» **EXTRACTED DATA**
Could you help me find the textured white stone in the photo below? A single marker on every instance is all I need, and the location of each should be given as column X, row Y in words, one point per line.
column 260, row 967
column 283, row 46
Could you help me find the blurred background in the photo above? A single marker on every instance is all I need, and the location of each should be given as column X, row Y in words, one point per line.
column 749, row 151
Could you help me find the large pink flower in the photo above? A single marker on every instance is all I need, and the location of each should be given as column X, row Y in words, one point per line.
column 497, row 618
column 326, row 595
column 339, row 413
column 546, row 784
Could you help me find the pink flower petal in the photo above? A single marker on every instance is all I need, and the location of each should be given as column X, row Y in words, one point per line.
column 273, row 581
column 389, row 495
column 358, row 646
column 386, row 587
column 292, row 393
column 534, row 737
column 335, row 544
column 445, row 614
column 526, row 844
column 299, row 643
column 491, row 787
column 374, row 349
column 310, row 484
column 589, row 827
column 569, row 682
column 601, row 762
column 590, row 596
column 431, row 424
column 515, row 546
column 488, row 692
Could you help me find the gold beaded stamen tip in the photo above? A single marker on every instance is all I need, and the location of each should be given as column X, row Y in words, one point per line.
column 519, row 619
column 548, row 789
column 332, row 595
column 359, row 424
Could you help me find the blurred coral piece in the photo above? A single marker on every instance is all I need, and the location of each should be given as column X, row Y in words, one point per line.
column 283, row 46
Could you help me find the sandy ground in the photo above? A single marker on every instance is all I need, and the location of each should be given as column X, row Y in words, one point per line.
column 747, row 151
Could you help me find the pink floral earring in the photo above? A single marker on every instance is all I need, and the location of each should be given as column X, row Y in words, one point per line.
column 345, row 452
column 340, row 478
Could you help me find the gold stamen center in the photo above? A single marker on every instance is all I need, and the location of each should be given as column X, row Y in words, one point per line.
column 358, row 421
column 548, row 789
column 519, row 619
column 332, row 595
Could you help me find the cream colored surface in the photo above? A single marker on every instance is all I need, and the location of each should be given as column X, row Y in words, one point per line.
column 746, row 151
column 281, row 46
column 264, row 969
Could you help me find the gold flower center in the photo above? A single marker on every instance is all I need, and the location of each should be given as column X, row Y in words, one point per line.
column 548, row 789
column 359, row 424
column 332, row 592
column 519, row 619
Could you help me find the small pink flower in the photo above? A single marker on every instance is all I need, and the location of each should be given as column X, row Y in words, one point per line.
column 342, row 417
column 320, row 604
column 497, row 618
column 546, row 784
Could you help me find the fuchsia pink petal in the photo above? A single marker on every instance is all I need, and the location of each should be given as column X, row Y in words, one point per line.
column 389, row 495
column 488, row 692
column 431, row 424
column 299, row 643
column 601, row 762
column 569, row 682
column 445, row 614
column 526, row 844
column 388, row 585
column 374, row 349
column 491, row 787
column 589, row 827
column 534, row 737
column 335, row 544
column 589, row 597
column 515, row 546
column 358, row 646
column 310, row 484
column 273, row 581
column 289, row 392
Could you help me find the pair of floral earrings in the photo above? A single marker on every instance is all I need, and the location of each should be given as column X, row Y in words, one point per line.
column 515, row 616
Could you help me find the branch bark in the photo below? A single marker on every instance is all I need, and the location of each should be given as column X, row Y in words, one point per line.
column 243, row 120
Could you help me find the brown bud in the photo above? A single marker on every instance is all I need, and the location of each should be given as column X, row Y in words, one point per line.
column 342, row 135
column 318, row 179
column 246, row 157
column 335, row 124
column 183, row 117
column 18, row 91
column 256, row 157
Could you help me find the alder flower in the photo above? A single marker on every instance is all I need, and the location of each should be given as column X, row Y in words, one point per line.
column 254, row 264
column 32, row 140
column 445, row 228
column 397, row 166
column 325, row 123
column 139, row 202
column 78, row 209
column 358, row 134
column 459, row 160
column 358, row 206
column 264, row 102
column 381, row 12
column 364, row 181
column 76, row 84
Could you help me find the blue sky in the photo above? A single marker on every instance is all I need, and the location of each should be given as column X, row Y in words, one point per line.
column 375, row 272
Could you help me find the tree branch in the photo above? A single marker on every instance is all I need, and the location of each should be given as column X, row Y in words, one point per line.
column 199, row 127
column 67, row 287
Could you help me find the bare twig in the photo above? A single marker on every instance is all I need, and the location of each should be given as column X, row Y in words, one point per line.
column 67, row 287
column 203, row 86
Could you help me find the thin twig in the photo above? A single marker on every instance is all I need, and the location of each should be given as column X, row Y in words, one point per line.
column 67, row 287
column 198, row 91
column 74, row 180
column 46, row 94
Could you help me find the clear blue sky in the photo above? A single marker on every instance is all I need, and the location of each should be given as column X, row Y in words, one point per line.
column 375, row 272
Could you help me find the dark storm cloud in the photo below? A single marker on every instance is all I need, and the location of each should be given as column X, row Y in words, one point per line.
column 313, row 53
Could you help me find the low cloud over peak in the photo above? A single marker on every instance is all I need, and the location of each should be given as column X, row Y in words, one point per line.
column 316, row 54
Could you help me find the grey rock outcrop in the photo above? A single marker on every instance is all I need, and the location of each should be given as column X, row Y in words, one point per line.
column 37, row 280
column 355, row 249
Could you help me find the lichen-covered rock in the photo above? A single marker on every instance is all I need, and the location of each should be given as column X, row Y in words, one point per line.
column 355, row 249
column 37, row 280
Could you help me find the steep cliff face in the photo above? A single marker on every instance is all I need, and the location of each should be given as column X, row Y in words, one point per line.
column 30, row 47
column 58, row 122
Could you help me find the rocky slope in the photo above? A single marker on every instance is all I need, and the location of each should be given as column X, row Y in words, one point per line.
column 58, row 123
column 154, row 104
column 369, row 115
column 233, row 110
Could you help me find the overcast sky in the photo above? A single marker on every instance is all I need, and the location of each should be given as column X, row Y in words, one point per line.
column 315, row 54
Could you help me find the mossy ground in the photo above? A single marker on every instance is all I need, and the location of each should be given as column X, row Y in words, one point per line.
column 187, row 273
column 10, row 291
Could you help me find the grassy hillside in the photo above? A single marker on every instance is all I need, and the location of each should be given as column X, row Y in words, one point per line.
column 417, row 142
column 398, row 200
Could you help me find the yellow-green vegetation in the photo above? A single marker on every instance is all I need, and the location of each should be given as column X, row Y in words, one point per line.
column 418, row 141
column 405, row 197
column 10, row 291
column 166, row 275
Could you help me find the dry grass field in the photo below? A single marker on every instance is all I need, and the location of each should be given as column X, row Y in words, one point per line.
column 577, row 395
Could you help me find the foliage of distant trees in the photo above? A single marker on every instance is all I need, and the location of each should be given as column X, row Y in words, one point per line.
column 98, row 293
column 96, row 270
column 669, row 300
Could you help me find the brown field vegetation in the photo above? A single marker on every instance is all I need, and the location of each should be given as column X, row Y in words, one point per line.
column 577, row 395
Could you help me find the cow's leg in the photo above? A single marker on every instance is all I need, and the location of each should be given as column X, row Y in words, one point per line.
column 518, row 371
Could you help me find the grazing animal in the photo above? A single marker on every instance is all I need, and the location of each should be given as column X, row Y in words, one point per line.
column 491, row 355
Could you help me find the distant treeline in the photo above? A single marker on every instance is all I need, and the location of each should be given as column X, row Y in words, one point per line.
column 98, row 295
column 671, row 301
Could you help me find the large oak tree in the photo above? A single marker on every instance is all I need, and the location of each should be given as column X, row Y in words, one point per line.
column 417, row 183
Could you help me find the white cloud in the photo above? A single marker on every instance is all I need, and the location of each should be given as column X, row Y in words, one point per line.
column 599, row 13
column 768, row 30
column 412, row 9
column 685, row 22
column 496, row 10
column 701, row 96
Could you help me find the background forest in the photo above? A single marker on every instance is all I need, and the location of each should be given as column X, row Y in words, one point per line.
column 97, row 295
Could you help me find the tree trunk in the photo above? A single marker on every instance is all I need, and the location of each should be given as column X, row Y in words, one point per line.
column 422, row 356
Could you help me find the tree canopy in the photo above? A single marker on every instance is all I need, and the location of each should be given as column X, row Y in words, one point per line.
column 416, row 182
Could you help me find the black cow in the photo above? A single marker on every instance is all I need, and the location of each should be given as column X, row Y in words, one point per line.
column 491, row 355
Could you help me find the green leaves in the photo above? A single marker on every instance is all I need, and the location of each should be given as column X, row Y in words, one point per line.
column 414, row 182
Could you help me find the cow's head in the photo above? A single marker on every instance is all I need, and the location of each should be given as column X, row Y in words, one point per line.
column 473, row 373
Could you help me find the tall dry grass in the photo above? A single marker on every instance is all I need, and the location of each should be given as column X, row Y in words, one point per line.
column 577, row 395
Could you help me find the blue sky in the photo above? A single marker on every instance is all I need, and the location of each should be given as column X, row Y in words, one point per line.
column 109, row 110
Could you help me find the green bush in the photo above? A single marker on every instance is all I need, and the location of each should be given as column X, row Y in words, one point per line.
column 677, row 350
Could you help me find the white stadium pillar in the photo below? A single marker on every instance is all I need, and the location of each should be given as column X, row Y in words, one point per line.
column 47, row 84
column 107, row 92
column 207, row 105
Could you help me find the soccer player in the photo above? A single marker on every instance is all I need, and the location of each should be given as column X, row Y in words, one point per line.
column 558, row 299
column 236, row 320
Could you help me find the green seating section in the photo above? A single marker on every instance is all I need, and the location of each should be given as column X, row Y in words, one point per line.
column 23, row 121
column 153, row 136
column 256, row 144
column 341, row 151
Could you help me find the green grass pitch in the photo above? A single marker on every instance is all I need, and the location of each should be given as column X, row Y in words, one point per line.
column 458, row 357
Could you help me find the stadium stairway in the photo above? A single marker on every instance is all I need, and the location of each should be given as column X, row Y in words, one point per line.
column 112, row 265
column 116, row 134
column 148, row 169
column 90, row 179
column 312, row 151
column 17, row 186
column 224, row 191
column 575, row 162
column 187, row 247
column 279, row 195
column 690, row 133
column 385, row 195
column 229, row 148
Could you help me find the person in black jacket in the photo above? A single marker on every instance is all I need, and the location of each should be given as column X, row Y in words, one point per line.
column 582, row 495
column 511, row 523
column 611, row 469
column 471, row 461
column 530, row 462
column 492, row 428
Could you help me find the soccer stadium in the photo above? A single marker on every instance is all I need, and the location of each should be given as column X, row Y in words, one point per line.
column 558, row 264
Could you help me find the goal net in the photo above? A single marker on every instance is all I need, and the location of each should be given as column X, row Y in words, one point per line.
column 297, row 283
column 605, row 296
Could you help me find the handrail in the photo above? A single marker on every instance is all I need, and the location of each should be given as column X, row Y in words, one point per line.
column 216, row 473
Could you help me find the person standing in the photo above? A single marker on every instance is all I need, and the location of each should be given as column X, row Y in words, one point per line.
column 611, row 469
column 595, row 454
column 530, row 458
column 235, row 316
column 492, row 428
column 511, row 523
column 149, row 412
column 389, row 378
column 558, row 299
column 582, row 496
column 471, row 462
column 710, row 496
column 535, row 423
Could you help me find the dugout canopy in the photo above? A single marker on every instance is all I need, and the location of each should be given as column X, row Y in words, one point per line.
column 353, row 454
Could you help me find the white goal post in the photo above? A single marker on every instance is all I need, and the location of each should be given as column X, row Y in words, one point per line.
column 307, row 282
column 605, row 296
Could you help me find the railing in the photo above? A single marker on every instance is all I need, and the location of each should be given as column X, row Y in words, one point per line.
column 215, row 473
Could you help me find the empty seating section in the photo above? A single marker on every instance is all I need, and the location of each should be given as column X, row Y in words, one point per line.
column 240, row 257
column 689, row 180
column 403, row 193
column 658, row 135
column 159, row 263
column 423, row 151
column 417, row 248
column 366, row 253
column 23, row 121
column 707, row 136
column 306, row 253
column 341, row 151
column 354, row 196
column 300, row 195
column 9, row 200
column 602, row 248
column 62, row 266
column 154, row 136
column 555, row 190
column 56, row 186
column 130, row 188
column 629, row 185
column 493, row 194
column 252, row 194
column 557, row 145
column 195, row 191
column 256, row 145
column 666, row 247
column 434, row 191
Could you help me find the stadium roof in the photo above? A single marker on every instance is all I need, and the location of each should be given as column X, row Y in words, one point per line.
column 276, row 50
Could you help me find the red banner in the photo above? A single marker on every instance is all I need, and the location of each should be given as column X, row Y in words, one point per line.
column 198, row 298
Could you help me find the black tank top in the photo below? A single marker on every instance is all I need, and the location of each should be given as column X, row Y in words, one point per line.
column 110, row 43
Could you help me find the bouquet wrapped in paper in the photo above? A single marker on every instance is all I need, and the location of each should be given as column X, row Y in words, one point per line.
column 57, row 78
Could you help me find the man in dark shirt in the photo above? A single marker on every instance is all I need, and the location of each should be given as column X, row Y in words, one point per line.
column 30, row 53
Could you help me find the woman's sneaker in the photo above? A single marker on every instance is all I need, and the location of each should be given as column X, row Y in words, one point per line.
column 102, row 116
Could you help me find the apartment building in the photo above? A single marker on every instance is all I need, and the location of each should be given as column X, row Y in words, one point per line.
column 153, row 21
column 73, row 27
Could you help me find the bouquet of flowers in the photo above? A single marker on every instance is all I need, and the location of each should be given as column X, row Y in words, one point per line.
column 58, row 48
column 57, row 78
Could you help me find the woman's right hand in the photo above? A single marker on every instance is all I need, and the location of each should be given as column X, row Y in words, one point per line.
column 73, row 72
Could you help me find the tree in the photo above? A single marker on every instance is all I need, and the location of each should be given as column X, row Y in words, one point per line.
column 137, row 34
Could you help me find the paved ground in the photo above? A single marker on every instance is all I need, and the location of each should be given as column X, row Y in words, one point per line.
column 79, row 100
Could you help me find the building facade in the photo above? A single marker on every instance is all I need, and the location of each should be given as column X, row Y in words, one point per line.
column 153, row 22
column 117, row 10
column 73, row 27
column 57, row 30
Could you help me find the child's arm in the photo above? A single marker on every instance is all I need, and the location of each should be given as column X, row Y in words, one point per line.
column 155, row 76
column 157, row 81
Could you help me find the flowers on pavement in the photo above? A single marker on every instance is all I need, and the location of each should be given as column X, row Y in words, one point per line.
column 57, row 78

» **STATED PROBLEM**
Put the lines into a Markdown table, starting at the line that contains "Could you help me find the large pink" and ending at the line that contains "column 747, row 151". Use the columns No. and Line, number the rows, and leave out any blank lines.

» **SOLUTION**
| No. | Line |
|---|---|
| 1 | Could you help me find the large pink flower in the photo above? A single marker on every instance is all I need, and the location of each should be given as column X, row Y in words, one point per line. |
| 2 | column 497, row 618 |
| 3 | column 326, row 595 |
| 4 | column 339, row 413 |
| 5 | column 546, row 784 |
| 6 | Could you help me find the pink flower petal in the photo above? A single marker on every instance is all I need, and the location of each should be given as column X, row Y in words, one point per line. |
| 7 | column 273, row 581 |
| 8 | column 389, row 495 |
| 9 | column 358, row 646 |
| 10 | column 386, row 587 |
| 11 | column 292, row 393 |
| 12 | column 534, row 737 |
| 13 | column 335, row 544 |
| 14 | column 445, row 614 |
| 15 | column 526, row 844 |
| 16 | column 299, row 643 |
| 17 | column 491, row 787 |
| 18 | column 374, row 349 |
| 19 | column 310, row 484 |
| 20 | column 589, row 827 |
| 21 | column 569, row 682 |
| 22 | column 601, row 762 |
| 23 | column 590, row 596 |
| 24 | column 431, row 424 |
| 25 | column 515, row 546 |
| 26 | column 488, row 692 |
| 27 | Could you help me find the gold beaded stamen tip in the photo above? A single marker on every instance is all I need, and the location of each should be given as column X, row Y in words, one point per line. |
| 28 | column 519, row 619 |
| 29 | column 548, row 789 |
| 30 | column 332, row 595 |
| 31 | column 359, row 424 |
| 32 | Could you help me find the blurred coral piece in the photo above? A single marker on every instance is all I need, and the location of each should be given as column X, row Y in words, one point per line. |
| 33 | column 283, row 46 |
| 34 | Could you help me find the sandy ground in the photo above? A single marker on every instance is all I need, and the location of each should be given as column X, row Y in words, one point per line. |
| 35 | column 747, row 151 |